## [What the task requires]
Pick up the biography of Ella Macknight where it stops and continue it.

- Born: Ella Annie Noble Macknight 7 August 1904
- Died: 1 April 1997 (aged 92)
- Education: University of Melbourne
- Medical career
- Institutions: Queen Victoria Hospital, Melbourne
- Sub-specialties: Obstetrics, gynaecology

= Ella Macknight =

Australian obstetrician and gynaecologist (1904–1997)

Dame Ella Annie Noble Macknight, DBE, MRCOG, FRCOG, FAMA, FAGO (7 August 1904, Urana, New South Wales – 1 April 1997, Malvern, Victoria) was an Australian obstetrician and gynaecologist who worked at the Queen Victoria Hospital, Melbourne. She was appointed as a Dame Commander of the Order of the British Empire on 1 January 1969 for services to medicine.

She was educated privately and later attended Toorak College. She earned her MB/BS in 1928 from the University of Melbourne, where she was resident from 1923 at Janet Clarke Hall, at that time still the women's residential wing of Trinity College. After qualifying as an obstetrician and gynaecologist (MD, 1931, DGO 1936), she was associated with the Queen Victoria Hospital, Melbourne from 1935 to 1977. Her appointments included honorary obstetrician and gynaecologist from 1935 to 1964, vice-president of the Committee of Management for 1963 to 1971 and president from 1971 to 1977.

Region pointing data
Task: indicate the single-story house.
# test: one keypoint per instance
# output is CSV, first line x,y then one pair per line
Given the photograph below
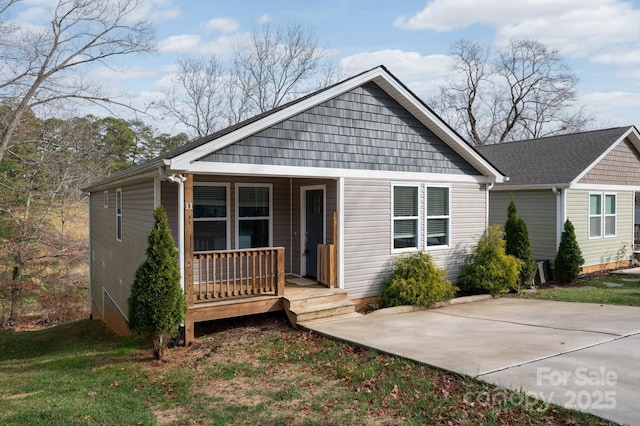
x,y
330,187
591,178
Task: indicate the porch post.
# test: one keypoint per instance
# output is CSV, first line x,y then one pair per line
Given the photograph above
x,y
280,276
188,253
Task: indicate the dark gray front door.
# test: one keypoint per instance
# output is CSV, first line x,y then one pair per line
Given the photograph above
x,y
314,228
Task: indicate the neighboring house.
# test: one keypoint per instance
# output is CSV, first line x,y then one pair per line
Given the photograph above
x,y
361,171
591,178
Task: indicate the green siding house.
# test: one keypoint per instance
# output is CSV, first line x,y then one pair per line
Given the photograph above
x,y
591,178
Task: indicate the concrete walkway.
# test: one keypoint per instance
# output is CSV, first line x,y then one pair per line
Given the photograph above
x,y
583,356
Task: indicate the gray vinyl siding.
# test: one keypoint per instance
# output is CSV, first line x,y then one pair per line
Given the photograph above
x,y
539,211
368,229
619,167
598,251
361,129
114,262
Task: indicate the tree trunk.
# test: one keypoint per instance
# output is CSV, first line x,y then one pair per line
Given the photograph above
x,y
15,296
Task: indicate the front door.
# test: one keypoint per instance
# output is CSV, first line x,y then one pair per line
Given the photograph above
x,y
314,220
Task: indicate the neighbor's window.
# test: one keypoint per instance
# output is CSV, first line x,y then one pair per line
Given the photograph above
x,y
405,217
438,217
119,214
210,217
254,216
610,215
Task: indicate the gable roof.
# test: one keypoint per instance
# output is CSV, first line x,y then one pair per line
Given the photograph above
x,y
180,159
559,161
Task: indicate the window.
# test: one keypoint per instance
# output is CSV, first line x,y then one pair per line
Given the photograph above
x,y
254,216
405,217
437,216
210,217
119,214
602,215
609,215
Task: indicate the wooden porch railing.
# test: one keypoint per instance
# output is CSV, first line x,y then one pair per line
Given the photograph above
x,y
224,275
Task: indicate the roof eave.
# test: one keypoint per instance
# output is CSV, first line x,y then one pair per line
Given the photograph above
x,y
135,173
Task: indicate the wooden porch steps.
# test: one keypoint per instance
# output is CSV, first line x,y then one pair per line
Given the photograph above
x,y
312,304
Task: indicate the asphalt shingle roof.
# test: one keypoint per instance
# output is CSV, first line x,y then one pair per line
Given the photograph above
x,y
551,160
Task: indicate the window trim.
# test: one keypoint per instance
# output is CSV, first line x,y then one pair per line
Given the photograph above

## [Answer for the task]
She was president of the Council of the Royal College of Gynaecologists from 1970 to 1972 and served as chairmen of the Blood Transfusion Committee, Victorian Division of the Red Cross Society from 1964 to 1970 and a member of the Executive of the Victorian Division during the same period.

==Honours==
Ella Macknight was appointed as a Dame Commander of the Order of the British Empire for services to medicine on 1 January 1969.

==Death==
Macknight died on 1 April 1997 in Malvern, Victoria, aged 92.

==Affiliations==
- 1951 Member of the Royal College of Obstetricians and Gynaecologists (MRCOG)
- 1958 Fellow of the Royal College of Obstetricians and Gynaecologists (FRCOG)
- 1972 Honorary Doctor of Medicine, Monash University, Victoria
- 1973 Fellowship in Australia in Obstetrics and Gynaecology (FAGO)
- 1976 Fellow of the Australian Medical Association (FAMA)
- 1978 Fellow of the Australian College of Obstetricians and Gynaecologists

==Scholarship==
The Ella Macknight Memorial Scholarship was established in 1998 by the Royal Australian and New Zealand College of Obstetricians and Gynaecologists in memory of Macknight's contributions to obstetrics and gynaecology.